SHORT PROBLEM> Copy out the part of the items that opens with the line containing "Teacher note: indicate the red" and runs through the end of the items, swapping "dropping" for "placing" and leaving everything else unchanged.

GIVEN RECORDS>
--- Begin ---
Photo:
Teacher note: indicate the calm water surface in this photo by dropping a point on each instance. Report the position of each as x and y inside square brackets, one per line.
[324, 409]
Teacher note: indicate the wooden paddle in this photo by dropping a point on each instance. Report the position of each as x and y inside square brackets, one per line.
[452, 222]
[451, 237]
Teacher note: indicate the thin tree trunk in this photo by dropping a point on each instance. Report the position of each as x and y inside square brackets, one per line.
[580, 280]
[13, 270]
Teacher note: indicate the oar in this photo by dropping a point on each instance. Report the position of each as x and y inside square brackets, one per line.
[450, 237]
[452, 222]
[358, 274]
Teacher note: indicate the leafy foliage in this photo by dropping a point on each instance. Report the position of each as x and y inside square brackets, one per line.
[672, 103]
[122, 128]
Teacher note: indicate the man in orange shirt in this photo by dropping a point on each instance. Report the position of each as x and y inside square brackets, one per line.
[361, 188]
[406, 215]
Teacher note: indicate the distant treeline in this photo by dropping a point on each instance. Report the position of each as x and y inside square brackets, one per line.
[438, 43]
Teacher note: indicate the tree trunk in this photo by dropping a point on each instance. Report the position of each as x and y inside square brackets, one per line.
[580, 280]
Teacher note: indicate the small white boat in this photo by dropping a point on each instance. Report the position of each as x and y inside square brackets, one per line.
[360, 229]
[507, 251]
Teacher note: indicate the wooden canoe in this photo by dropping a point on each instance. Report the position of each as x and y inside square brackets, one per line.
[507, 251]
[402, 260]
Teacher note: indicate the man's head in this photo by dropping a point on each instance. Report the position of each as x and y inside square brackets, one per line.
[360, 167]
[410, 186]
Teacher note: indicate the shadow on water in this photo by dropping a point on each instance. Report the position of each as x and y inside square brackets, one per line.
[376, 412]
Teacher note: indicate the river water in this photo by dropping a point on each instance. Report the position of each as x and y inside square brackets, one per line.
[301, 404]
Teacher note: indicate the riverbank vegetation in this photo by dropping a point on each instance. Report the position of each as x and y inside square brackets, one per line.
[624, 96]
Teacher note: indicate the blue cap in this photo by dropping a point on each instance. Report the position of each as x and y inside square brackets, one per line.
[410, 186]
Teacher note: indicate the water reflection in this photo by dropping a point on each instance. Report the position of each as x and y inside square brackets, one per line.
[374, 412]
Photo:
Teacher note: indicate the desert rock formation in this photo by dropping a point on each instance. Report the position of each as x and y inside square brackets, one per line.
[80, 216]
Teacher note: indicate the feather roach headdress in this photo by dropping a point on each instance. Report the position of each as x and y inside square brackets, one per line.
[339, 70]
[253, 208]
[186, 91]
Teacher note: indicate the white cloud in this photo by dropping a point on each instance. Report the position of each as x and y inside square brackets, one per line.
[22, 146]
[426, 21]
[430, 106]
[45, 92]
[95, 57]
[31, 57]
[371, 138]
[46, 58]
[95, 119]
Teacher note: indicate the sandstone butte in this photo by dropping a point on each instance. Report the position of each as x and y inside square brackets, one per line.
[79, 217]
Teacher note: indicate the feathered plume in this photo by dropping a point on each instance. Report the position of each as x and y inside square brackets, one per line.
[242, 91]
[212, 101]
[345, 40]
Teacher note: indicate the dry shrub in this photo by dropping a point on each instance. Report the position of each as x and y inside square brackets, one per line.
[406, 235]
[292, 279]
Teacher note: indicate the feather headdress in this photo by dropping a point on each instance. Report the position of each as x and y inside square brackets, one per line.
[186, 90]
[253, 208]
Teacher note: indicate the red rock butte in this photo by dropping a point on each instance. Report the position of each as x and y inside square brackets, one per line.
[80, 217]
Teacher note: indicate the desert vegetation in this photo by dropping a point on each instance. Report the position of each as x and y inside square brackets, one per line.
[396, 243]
--- End ---
THE RESPONSE>
Teacher note: indicate the red rock butte in this photo by placing a point on each instance. Report the position of each as x and y inside square brackets, one per line.
[80, 217]
Teacher note: indicate the desert vegetation in this photo by placing a point on each instance. Report the position of each as x and y inside square brackets, one per line.
[396, 243]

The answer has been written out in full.